• Task statement: Whatever appears in the listing, return all of it exactly.

• Information given:
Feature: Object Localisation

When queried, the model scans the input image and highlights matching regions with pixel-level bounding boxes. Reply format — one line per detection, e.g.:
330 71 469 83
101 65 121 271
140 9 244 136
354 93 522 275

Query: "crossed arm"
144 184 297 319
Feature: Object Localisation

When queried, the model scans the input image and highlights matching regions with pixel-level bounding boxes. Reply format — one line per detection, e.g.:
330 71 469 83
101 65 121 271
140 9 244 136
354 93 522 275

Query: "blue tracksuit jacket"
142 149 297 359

• Solution:
Feature: Object Localisation

When queried, the model scans the input image and highlights matching regions with pixel-level bounding boxes. Reply format — one line per detection, e.g.:
330 71 469 83
101 65 121 271
140 9 244 136
354 93 522 275

Query: "crossed arm"
144 184 297 319
Feature: Object Localisation

When queried, the model scans the input image and highlights matching regions with pixel-level bounding boxes. Reply format — one line per detection, e.g.:
330 71 469 83
101 65 121 271
140 9 244 136
354 93 522 275

Query: "blue tracksuit jacket"
142 149 297 359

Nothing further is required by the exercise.